**THE PROBLEM:**
Identify every line in the entries below that contains the word "background", and copy each of those lines. Match case exactly.

[Pointing dataset entries]
◆ ◆ ◆ ◆

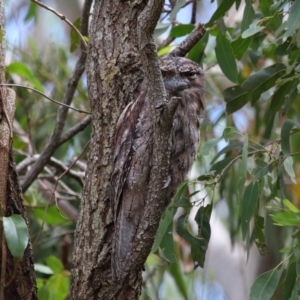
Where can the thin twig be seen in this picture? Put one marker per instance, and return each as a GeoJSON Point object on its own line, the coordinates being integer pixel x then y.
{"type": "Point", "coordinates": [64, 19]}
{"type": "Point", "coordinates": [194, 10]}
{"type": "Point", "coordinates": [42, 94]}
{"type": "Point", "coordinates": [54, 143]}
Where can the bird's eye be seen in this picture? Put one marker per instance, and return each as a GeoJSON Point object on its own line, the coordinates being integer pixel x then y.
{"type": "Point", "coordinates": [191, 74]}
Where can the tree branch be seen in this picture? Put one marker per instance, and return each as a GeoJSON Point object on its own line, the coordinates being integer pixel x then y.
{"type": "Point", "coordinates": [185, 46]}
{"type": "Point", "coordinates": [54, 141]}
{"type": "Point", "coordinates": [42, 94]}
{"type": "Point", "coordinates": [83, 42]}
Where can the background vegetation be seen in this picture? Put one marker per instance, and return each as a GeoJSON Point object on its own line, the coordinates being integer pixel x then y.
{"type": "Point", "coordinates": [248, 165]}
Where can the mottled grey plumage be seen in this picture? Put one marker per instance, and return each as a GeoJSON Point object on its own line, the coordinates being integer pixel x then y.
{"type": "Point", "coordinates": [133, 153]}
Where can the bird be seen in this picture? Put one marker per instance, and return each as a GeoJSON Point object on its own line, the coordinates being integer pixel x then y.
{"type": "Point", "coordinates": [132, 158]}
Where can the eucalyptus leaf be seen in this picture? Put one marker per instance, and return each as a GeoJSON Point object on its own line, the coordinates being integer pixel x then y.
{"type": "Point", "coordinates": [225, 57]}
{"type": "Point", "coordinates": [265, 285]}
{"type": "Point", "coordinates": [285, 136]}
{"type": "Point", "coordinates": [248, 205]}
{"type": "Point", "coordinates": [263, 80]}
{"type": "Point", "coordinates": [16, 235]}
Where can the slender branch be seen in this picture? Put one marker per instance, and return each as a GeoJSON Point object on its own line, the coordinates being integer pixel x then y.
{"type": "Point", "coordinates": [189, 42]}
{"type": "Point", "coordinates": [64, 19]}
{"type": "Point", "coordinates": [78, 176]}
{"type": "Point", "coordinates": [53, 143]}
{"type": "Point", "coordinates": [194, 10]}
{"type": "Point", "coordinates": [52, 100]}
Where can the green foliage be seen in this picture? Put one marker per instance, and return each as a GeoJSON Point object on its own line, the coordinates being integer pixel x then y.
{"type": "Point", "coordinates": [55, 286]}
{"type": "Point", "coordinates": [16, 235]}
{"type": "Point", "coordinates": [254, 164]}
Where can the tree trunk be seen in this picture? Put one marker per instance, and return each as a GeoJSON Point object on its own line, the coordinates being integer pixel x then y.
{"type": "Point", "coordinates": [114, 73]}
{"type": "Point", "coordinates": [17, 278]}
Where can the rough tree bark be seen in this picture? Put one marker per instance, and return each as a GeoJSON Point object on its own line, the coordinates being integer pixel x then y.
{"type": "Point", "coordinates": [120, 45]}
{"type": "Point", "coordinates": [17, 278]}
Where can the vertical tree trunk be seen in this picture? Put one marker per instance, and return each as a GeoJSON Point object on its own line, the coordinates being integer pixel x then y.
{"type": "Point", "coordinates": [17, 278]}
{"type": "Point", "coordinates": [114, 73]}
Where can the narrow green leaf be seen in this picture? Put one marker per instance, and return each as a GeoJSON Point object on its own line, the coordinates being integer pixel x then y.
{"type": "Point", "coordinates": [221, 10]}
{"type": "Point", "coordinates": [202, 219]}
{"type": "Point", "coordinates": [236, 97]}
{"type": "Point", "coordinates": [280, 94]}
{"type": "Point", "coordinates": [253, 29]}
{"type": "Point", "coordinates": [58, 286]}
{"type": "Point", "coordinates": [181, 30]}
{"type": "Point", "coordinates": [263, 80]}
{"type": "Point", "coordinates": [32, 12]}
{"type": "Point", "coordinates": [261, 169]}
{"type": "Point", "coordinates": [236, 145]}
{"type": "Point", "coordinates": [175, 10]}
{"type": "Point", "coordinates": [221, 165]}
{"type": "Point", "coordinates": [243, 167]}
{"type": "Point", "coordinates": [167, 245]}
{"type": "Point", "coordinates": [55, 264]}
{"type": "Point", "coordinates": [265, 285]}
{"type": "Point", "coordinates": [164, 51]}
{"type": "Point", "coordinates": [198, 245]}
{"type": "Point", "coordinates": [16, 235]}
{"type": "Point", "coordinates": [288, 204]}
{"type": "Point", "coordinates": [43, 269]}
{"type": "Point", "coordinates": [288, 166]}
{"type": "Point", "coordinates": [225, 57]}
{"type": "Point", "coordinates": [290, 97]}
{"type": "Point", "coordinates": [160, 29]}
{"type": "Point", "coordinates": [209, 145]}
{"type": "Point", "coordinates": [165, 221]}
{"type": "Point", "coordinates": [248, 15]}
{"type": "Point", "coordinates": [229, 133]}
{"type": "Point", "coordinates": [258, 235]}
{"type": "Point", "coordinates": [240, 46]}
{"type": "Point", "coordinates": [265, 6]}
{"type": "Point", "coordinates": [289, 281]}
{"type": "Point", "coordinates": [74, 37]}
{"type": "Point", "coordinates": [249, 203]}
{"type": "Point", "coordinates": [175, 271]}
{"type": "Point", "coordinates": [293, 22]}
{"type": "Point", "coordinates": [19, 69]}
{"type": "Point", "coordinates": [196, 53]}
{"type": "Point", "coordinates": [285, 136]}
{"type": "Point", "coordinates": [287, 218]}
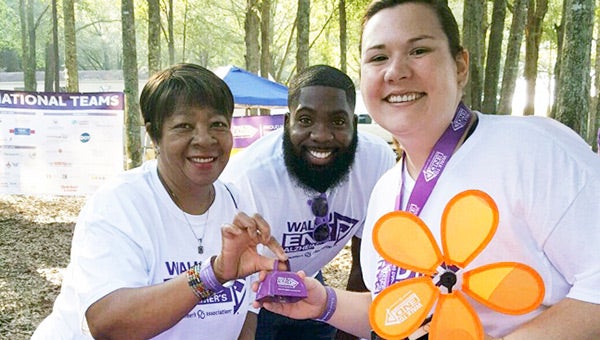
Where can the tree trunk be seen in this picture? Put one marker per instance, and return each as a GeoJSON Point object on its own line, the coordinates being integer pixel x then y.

◆ ◆ ◆ ◆

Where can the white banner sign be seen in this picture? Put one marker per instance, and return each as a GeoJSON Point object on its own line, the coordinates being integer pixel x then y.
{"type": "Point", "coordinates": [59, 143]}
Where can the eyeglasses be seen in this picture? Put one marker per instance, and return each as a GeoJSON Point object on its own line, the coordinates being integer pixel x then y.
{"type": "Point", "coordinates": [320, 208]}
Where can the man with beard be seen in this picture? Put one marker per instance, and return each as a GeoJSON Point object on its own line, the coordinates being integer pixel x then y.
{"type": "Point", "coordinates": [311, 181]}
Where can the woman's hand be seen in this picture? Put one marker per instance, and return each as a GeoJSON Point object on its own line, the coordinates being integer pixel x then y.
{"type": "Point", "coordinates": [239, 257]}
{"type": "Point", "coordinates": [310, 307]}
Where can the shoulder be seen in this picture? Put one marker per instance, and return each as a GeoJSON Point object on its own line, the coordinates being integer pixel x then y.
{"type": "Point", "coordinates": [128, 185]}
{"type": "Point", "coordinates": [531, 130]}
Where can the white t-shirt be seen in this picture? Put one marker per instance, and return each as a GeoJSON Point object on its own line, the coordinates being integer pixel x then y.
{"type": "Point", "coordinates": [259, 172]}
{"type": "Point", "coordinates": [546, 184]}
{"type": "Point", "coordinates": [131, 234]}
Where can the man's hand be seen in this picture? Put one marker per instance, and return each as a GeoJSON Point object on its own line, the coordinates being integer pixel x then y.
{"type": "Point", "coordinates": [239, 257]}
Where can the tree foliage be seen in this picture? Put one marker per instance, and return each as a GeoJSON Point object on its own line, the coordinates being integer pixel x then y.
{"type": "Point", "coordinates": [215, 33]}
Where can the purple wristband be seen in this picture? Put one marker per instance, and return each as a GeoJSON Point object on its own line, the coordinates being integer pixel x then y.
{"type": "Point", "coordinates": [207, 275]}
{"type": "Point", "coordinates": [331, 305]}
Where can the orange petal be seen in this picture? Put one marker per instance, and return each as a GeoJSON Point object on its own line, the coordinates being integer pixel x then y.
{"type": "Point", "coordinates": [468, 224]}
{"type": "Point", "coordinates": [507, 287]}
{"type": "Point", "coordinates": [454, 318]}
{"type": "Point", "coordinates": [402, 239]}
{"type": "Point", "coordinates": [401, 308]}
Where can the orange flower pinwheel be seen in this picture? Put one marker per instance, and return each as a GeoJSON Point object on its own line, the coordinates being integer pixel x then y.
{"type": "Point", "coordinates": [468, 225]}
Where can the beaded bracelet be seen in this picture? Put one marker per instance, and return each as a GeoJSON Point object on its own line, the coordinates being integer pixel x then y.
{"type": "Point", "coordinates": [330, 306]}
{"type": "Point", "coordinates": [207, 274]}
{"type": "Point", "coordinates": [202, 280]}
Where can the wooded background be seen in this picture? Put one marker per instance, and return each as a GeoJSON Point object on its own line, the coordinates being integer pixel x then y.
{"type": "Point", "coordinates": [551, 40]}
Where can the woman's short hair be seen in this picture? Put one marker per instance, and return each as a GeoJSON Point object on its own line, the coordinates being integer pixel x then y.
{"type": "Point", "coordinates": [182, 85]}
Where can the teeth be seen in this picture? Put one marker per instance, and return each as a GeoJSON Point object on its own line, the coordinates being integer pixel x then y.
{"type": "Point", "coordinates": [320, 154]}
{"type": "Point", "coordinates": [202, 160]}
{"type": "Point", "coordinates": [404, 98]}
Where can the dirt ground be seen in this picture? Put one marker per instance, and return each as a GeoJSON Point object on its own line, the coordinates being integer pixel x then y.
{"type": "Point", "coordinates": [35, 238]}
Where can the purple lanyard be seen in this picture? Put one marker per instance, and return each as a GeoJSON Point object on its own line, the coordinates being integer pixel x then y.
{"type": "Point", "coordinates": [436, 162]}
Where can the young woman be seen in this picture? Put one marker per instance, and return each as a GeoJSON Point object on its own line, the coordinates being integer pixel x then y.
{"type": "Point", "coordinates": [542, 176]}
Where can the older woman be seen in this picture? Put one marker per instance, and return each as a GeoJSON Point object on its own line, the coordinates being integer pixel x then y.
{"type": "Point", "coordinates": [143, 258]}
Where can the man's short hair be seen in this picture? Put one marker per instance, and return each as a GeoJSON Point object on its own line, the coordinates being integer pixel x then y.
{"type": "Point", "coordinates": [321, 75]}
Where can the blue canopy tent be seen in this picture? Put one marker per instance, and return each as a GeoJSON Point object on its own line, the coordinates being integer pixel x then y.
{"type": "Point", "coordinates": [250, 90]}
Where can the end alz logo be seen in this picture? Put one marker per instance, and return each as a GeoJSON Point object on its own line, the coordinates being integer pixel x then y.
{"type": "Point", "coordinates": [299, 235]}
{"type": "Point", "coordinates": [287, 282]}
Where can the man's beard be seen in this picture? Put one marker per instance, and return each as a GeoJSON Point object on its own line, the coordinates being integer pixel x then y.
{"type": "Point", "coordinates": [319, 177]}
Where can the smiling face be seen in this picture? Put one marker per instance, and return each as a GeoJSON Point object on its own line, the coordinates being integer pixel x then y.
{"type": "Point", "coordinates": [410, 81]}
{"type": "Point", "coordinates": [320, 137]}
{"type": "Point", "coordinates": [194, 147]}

◆ ◆ ◆ ◆

**RESPONSE FOR THIS EXERCISE:**
Where can the background vegetation be seen in this picture? Put one marker per instance, and return each as a GeoJSON Point object on its own line, the coordinates being integer pixel x then y.
Where can the wooded background be seen in this picture? Put one marker per instance, and return each as a GeoJSON Point object on its own line, the coordinates being integer pixel x then y.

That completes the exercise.